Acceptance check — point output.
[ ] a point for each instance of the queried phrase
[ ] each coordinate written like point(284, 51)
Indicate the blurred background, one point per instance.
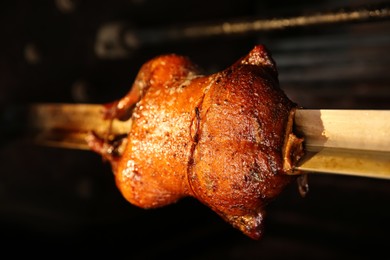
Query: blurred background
point(88, 51)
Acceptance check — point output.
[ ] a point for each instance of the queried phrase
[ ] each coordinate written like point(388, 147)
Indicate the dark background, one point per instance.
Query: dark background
point(65, 201)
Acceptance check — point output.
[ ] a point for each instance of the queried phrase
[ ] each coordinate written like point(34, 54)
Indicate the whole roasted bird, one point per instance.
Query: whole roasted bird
point(226, 139)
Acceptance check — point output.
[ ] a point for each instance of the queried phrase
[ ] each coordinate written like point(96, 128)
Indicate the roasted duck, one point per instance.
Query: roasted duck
point(226, 139)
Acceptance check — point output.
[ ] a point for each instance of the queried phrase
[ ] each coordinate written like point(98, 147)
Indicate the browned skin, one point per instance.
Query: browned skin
point(218, 138)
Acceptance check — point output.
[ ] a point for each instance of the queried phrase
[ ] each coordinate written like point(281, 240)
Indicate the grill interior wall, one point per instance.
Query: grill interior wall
point(66, 199)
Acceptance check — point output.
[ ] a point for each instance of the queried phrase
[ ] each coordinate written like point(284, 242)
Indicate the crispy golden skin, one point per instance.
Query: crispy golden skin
point(219, 138)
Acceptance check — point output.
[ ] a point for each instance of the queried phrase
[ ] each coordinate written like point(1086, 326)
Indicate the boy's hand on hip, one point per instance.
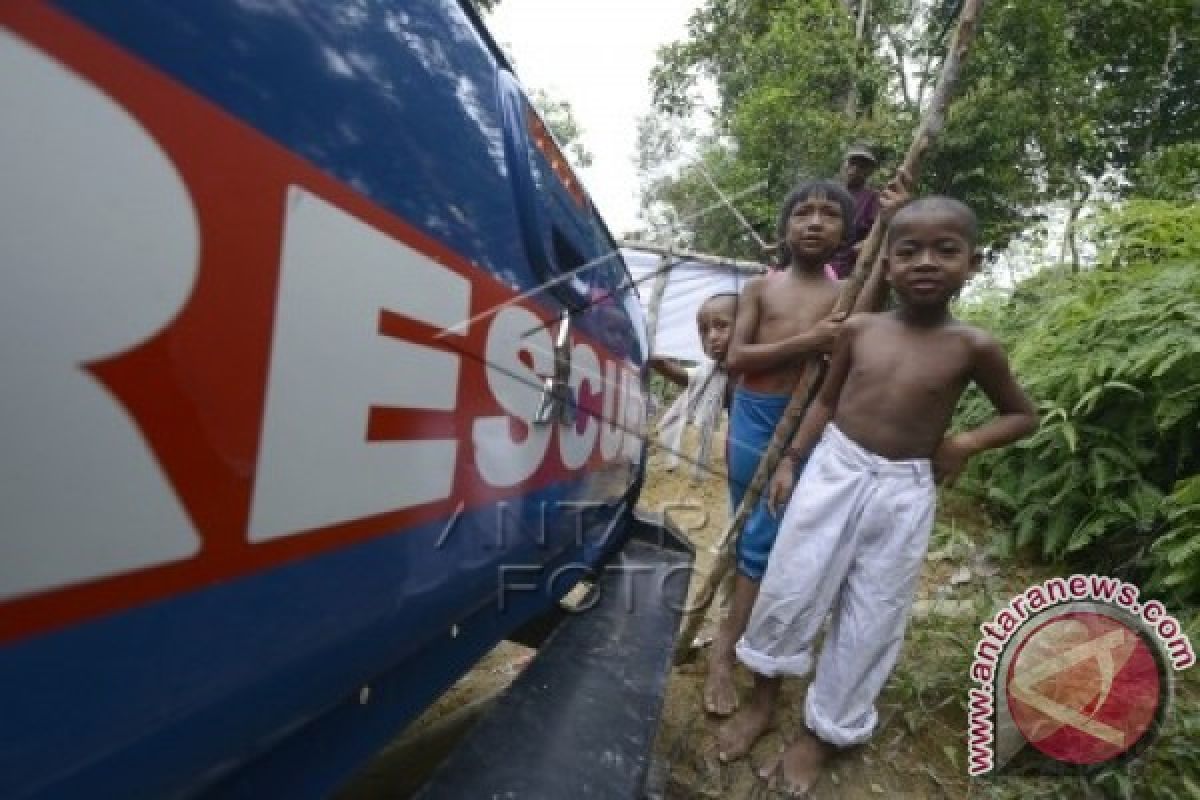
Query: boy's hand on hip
point(781, 487)
point(952, 457)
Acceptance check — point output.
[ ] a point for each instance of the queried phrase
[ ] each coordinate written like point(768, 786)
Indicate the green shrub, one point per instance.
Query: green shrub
point(1113, 359)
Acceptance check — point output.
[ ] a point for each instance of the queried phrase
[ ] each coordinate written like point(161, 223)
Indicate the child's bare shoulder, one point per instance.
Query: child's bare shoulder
point(983, 344)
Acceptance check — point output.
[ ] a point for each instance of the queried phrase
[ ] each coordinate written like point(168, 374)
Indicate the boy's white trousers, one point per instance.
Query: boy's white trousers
point(853, 539)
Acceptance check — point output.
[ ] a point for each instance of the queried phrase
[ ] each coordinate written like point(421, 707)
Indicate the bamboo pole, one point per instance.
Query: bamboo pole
point(751, 268)
point(868, 264)
point(660, 287)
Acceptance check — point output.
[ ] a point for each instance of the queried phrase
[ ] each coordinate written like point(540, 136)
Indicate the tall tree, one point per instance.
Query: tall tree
point(559, 118)
point(1057, 98)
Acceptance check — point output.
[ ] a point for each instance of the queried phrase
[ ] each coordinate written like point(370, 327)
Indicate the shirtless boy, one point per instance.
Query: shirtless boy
point(781, 319)
point(855, 533)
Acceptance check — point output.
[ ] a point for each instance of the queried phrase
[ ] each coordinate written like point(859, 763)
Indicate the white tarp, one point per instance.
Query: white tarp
point(690, 284)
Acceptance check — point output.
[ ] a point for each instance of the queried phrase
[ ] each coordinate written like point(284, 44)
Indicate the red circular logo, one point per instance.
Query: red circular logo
point(1084, 687)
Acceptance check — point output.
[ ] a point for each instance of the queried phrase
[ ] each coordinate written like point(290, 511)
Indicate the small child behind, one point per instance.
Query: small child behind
point(705, 386)
point(855, 534)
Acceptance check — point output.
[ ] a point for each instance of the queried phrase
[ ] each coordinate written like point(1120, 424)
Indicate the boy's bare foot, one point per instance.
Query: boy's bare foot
point(720, 690)
point(742, 731)
point(795, 771)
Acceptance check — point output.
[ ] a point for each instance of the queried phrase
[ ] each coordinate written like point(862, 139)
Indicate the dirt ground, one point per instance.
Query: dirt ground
point(918, 751)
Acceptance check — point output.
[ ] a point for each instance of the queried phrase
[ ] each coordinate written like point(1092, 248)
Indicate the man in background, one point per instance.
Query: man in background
point(856, 170)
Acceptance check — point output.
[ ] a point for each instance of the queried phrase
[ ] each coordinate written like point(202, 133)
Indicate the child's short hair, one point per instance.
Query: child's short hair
point(829, 190)
point(719, 295)
point(941, 203)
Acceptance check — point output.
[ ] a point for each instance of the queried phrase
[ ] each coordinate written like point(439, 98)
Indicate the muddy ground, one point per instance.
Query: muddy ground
point(918, 751)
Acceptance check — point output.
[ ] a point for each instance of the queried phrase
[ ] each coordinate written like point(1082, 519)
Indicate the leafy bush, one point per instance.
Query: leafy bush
point(1113, 359)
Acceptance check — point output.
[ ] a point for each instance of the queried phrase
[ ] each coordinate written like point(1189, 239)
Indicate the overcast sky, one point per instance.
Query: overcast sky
point(597, 54)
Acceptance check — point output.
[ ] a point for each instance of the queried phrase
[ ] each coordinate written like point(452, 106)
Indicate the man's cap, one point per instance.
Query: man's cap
point(861, 151)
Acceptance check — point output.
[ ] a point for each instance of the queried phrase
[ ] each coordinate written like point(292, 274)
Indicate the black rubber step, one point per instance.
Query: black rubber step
point(580, 721)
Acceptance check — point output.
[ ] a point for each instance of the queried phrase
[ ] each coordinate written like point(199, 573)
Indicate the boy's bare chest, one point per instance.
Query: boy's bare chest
point(913, 370)
point(787, 311)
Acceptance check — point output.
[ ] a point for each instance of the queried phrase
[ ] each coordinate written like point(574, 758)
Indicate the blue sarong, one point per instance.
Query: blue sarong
point(753, 420)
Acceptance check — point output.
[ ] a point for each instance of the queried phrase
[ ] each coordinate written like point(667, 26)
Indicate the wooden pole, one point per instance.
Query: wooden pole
point(660, 287)
point(751, 268)
point(931, 124)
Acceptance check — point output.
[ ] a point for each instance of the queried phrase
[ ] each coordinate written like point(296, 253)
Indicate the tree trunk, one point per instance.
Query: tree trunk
point(864, 10)
point(1173, 41)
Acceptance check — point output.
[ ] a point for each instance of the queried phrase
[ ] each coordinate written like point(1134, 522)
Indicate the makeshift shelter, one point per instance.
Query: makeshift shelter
point(673, 284)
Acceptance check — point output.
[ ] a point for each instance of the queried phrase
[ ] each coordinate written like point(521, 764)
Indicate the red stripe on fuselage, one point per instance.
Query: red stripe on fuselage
point(197, 389)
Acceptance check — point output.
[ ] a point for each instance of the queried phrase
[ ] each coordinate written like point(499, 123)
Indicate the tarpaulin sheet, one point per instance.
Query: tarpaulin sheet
point(689, 286)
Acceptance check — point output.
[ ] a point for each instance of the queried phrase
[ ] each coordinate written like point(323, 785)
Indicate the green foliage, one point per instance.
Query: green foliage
point(1055, 98)
point(559, 118)
point(1170, 174)
point(1113, 358)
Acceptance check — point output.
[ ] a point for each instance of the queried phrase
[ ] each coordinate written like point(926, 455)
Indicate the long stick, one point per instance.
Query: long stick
point(660, 287)
point(867, 266)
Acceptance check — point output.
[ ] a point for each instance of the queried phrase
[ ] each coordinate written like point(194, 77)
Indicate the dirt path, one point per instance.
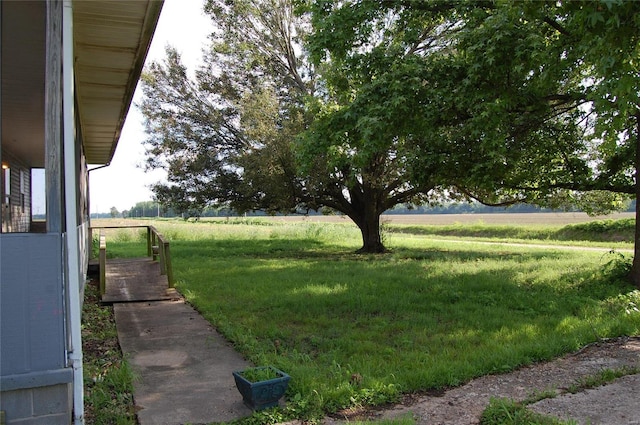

→ **Work instructions**
Count the lines in the listing above that contain the string "foot", and reply with the number alone.

→ **Task output**
2